§ **Task directions**: How many lines in the entries below contain the word "building"? Reply with only the number.

§ **Records to process**:
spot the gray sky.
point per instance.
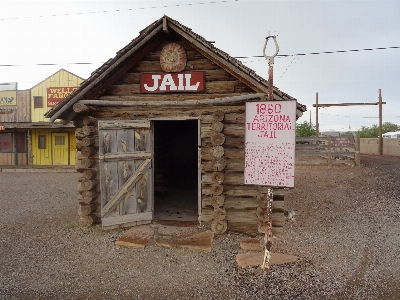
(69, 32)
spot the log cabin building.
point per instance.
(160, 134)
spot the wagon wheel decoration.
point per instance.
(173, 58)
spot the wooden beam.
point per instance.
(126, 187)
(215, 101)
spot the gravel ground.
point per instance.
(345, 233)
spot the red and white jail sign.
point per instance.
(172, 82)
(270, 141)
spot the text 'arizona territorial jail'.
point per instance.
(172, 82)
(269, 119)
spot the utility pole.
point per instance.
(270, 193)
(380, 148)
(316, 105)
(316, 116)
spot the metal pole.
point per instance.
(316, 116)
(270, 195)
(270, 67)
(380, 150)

...

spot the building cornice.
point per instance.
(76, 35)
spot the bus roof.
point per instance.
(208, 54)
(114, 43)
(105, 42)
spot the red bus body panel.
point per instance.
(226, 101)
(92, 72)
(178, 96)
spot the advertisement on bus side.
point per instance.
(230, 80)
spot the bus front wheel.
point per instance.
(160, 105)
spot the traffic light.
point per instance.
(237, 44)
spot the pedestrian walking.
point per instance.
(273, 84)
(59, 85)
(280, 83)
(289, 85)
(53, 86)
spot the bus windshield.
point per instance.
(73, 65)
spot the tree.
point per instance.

§ **Task solution**: 2